**Records provided**
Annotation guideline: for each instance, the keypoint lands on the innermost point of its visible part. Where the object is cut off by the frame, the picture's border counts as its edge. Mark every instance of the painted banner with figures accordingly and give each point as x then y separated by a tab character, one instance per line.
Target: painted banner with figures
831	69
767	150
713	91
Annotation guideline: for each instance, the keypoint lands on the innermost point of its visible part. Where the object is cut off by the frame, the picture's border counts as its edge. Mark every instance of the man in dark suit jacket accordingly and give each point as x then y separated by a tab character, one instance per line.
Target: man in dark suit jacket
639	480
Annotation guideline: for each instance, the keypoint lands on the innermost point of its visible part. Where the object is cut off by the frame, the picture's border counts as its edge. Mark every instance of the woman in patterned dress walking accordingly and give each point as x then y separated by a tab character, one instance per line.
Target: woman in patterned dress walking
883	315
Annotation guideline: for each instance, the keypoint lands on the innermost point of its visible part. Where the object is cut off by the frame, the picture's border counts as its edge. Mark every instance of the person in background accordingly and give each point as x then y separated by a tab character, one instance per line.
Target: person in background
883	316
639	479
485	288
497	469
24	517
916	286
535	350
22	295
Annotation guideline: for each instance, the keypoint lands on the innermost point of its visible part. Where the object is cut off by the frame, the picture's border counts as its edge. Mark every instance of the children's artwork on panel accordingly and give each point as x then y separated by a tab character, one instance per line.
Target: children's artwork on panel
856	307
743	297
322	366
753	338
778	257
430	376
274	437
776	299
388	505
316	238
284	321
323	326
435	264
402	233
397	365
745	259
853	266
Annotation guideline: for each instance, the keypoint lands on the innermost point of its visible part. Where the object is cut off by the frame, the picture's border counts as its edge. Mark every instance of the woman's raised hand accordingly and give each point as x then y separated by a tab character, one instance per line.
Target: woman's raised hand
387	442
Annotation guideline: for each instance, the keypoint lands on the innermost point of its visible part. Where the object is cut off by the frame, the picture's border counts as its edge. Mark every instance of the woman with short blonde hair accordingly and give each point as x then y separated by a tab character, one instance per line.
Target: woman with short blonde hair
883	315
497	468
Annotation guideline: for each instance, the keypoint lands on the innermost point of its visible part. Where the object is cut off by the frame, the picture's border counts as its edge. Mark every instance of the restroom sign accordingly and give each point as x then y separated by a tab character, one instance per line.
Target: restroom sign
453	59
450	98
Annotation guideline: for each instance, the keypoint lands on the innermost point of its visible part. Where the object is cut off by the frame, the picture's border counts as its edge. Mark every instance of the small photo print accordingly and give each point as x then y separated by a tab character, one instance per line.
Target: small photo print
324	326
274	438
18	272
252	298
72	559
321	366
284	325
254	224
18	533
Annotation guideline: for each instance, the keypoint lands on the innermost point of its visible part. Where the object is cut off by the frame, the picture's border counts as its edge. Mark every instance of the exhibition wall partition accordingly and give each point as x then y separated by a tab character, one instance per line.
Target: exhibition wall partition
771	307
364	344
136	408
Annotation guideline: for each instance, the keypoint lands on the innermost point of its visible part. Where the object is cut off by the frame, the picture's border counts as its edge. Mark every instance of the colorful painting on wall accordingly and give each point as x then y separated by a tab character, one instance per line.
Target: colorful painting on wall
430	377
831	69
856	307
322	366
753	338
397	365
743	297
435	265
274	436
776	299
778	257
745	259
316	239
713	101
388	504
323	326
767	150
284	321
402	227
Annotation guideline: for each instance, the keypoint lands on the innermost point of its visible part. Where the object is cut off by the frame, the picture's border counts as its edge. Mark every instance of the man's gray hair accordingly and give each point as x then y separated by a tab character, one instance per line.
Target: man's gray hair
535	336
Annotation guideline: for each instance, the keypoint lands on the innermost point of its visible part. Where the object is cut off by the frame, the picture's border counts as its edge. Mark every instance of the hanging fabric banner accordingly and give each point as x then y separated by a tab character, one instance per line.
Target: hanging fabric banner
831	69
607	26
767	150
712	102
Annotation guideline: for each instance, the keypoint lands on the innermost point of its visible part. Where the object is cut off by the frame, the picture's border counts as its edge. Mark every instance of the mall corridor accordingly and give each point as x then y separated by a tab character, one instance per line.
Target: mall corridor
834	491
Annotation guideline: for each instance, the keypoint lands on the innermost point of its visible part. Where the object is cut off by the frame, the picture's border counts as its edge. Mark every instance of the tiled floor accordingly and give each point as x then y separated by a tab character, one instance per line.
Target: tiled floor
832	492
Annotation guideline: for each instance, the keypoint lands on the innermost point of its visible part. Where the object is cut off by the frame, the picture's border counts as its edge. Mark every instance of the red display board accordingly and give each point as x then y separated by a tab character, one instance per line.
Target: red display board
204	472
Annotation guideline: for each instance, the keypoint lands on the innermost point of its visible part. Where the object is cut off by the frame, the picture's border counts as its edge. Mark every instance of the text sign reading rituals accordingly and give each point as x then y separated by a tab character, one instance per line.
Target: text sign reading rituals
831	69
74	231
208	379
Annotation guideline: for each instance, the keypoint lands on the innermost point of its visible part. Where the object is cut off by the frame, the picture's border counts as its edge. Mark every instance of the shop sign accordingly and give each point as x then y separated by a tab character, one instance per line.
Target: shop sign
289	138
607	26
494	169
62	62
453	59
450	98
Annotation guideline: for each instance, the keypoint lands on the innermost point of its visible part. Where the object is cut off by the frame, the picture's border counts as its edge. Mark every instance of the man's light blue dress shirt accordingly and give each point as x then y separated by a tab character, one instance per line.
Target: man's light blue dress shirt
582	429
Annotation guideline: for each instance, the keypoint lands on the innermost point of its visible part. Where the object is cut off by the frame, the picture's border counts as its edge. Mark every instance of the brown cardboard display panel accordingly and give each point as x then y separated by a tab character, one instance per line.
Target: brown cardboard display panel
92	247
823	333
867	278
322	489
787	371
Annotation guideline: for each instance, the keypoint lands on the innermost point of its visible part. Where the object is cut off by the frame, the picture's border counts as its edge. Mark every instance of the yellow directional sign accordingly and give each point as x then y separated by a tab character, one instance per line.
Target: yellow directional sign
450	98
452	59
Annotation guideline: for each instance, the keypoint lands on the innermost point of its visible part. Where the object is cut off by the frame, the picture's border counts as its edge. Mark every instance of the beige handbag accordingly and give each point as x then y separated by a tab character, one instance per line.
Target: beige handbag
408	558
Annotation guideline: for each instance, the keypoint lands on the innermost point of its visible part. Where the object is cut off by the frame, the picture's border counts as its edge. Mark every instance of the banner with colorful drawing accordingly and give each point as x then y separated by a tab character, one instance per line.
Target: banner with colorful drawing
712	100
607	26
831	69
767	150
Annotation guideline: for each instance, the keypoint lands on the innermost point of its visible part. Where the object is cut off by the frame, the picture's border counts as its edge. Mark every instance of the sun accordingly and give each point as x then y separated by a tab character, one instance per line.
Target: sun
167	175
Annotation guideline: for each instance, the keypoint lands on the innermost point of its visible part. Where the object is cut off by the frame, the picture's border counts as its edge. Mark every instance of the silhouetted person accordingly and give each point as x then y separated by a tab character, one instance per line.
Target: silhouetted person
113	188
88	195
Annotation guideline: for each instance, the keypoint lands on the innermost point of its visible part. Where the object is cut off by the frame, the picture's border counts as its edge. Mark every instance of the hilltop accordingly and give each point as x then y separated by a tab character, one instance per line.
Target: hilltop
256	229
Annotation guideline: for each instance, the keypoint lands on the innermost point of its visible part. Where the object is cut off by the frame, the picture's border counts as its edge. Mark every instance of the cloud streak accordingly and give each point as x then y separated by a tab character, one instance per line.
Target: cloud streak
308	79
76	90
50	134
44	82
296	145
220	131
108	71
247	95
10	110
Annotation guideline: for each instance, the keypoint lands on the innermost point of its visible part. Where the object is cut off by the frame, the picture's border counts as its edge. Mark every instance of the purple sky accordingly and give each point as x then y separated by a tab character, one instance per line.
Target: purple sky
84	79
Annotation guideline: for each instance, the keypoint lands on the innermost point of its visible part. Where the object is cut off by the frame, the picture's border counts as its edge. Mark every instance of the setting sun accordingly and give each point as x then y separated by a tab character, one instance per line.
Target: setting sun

**What the exercise asks**
Print nothing but the lines from the line with "of the purple" to the last line of the records above. Both of those lines count.

**Complete answer**
Annotation guideline: for each instance, the keypoint lands on the innermost point of its visible part. Where the object is cut off by the frame, the picture's border counts as its edge. Mark every instance of the purple sky accordingly and give each point as x then y separated by a tab character, one instance per line.
Target: purple sky
84	79
Annotation guideline: for each instance, the keypoint lands on the innermost point of its visible part. Where the object is cut off by the frame, the picture's border counts as its edge. Mark every instance of the setting sun accordingly and give each point as x then y separated by a tab character, one instance per line.
Target: setting sun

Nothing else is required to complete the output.